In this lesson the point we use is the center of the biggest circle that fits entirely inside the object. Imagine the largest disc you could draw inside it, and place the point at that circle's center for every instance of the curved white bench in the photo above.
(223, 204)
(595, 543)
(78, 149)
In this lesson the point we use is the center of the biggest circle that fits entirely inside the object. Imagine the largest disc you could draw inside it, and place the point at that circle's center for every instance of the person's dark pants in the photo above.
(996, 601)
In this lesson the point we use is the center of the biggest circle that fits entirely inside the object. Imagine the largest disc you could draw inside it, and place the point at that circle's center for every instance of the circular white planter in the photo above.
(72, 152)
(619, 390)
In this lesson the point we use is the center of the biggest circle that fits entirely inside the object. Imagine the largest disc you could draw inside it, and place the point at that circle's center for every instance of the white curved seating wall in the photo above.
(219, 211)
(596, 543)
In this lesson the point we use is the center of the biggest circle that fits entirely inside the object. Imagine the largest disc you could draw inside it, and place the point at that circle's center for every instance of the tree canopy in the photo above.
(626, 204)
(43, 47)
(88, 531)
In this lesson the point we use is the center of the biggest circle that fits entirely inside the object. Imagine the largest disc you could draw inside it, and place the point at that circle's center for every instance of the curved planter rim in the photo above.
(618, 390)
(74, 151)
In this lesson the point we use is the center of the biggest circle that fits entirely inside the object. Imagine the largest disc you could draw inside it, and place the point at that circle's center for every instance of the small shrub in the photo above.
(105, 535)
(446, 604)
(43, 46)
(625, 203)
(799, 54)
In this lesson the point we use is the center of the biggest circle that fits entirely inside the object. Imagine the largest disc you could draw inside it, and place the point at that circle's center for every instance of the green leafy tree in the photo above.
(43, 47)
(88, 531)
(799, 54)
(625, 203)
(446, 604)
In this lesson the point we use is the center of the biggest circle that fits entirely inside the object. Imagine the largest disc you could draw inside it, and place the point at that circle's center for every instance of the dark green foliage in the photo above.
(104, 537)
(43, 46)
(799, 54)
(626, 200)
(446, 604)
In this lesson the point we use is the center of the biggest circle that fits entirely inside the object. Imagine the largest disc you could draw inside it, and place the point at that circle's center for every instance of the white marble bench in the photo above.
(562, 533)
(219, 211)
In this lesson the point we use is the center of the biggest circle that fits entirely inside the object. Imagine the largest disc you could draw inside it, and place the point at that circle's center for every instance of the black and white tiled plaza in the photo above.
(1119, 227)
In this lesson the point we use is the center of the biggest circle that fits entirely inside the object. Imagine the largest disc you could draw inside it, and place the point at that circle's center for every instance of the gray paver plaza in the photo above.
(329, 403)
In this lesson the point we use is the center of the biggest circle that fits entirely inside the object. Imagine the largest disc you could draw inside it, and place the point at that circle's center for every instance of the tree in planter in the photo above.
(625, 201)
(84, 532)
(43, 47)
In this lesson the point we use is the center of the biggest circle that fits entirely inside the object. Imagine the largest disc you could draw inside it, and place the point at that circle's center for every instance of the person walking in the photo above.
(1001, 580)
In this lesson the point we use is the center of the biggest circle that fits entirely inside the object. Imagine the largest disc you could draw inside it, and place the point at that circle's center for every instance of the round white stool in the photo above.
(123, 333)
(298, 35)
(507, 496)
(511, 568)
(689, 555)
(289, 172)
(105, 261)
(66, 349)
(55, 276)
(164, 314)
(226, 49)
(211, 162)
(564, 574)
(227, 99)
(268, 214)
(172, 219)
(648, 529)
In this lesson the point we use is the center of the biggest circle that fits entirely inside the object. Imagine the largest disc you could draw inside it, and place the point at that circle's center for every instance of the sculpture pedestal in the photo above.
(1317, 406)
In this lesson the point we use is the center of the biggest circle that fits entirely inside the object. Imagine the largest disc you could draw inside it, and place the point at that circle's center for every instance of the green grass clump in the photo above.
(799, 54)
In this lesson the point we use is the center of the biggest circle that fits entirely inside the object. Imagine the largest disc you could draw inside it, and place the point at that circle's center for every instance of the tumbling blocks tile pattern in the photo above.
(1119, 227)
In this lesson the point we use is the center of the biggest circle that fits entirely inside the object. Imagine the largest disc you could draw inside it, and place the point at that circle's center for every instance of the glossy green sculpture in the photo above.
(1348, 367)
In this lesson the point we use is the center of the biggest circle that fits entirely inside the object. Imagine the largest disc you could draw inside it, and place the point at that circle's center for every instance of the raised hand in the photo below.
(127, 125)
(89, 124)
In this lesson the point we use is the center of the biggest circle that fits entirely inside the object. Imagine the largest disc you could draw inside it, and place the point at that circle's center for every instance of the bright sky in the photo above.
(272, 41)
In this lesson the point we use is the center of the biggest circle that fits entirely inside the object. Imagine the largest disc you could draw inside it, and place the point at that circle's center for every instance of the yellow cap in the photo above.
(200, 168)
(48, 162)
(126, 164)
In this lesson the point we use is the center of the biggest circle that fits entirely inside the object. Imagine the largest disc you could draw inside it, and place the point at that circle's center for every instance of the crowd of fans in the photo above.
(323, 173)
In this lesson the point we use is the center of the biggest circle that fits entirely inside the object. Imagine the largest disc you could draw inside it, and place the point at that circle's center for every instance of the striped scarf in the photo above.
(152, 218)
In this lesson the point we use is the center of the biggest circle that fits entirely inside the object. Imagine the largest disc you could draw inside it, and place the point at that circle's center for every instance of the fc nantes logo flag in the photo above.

-----

▶ **PROBLEM STATEMENT**
Extract the listing in its entirety, matching it exactly.

▶ **WRITTEN REPLY**
In this lesson the point we use is the center of the biggest circle that fits entirely inside the object. Imagine the largest disc you could draw inside it, and place the point at that circle's center for every instance of the curved white bench in the photo above.
(223, 204)
(595, 543)
(78, 149)
In this lesson the point we use is the center of the biggest circle that fits entirely inside the object. Imagine the largest disc you could draw inside it, and place the point at that circle's center for every instance of the person's dark pants in the photo above.
(996, 601)
In this lesson the point we use is the center of the biggest circle that fits entirely inside the object. Imagine the largest disc you could draw inside it, and place the point at that circle's center for every instance of the circular white planter in the photo above.
(72, 152)
(619, 390)
In this lesson the point we use is the center of the biggest circle that fits entirely inside the object. Imagine the largest disc you could draw inside it, and place the point at that circle's center for every instance of the white curved seating wall in the photo above.
(219, 211)
(596, 543)
In this lesson the point we use is the center of the biggest circle that fits entirely inside the object. Imagine the largest disc you could draw inside it, and place the point at that circle's center for every instance of the tree canopy in the photo above.
(626, 204)
(43, 47)
(88, 531)
In this lesson the point we use is the center of the biggest circle that fits entirely inside the object. Imagine the largest disc you could draw inside it, and place the point at that circle's center for every instance of the curved planter rim in the photo above.
(618, 390)
(74, 151)
In this lesson the point we use is the center of the biggest circle that fits entirely inside the object. Imagine the largest disc you could draw inside it, and place the point at that circle's center for every instance of the small shrub in the photo above.
(105, 535)
(446, 604)
(43, 46)
(625, 203)
(799, 54)
In this lesson the point we use is the center of the biggest circle that fits entirely inside the object. Imagine the largest disc you could draw inside it, and place the point at that circle's center for every instance of the green leafy tree in the photo above.
(43, 47)
(88, 531)
(799, 54)
(625, 203)
(446, 604)
In this lesson the point we use is the center of the biggest circle that fits entirely inside the object. Imagine the largest disc you could draw inside it, and place the point at that circle's center for every instance of the dark green foliage in the photo above.
(104, 537)
(43, 46)
(799, 54)
(626, 200)
(446, 604)
In this lesson the point we use is the center of the biggest circle that fits entirely inside the object. Imagine the largest disc you could draw inside it, and place the point at that circle's center for every instance of the white marble bench in the photo above.
(562, 533)
(219, 211)
In this lesson the point we use is the center of the biggest circle that fits entirely inside the object. Imagine the largest disc you could draw inside it, and place the point at that circle's center for every instance of the black and white tiled plaza in the photo above.
(1119, 227)
In this lesson the point we use is the center of the biggest circle that fits entirely inside the object. Imagine the largest disc you could draw inside it, and place the point at that circle's center for every instance of the gray paver plaza in the photo above.
(329, 403)
In this lesson the point we use is the center of the biggest circle that fits entirely inside the object. Imagine the largest disc you could draw inside it, and place the point at that circle's center for every instance of the tree in planter in the photo above.
(625, 201)
(84, 532)
(43, 47)
In this lesson the point we use is the center of the biggest circle that fits entirely inside the object. Imagine the largest disc you could draw inside it, and place the point at that circle's center for every instance of the person walking in the photo above.
(1001, 580)
In this lesson the point we use is the center of the biggest circle that fits entirely inside the object. Imagine the largest disc you could draw inside it, and place the point at that circle's center for every instance of the round white stool in the photo above.
(123, 333)
(298, 35)
(507, 496)
(511, 568)
(689, 555)
(289, 172)
(105, 261)
(66, 349)
(55, 276)
(164, 314)
(226, 49)
(211, 162)
(564, 574)
(227, 99)
(268, 214)
(172, 219)
(648, 529)
In this lesson the point we use is the center of the biggest circle that fits entirely inside the object. Imagine the largest disc you could draw inside it, and place the point at that circle's center for every instance of the sculpture pedestal in the photo above.
(1317, 406)
In this lesson the point we use is the center of the biggest circle that fits entirely inside the object. Imagine the largest disc you could draw inside it, and place the point at that circle's center for every instance of the green grass clump in the photo above.
(799, 54)
In this lesson the point we use is the center of the biggest circle that fits entirely inside the object. Imagine the largest disc you could draw inside it, and place the point at that circle's center for every instance of the tumbling blocks tile pattern in the photo above.
(1119, 227)
In this lesson the point we use is the center of the biggest circle that fits entirely inside the object. Imagine the largest disc you could draw inside it, and place the point at that circle's center for every instance of the glossy green sculpture in the photo above.
(1348, 367)
In this lesson the point we use is the center of the biggest circle that fits entirely inside the object. Imagine the largest disc you could draw inside it, and place the point at that circle's center for every instance of the raised hand in the photo below.
(127, 125)
(89, 124)
In this lesson the point we use is the center of the biggest circle that fits entirely inside the object. Imagine the largest disc you could draw inside it, and place the point at that circle's center for every instance of the bright sky in the photo above.
(272, 41)
In this lesson the point we use is the center of the biggest circle that fits entirely inside the object. Imagine the largest disc you could draw inside it, and place the point at that circle's center for every instance of the yellow cap in the photo above.
(200, 168)
(48, 162)
(126, 164)
In this lesson the point we use is the center of the biggest circle that fits entirely inside the object. Imagine the largest disc you could draw inside it, and place the point at that circle's center for every instance of the crowd of fans in the photo above.
(323, 173)
In this lesson the point we use is the center of the biggest circle that fits entirely inside the object. Imagine the largest disc you could draw inside it, and place the point at that circle's center for every instance of the striped scarf in the photo above.
(152, 218)
In this lesson the point we use is the center of the biggest circle that fits entirely inside the object. Imagine the largest disc you could draw inside it, and place the point at that circle's center for every instance of the fc nantes logo flag in the photo above.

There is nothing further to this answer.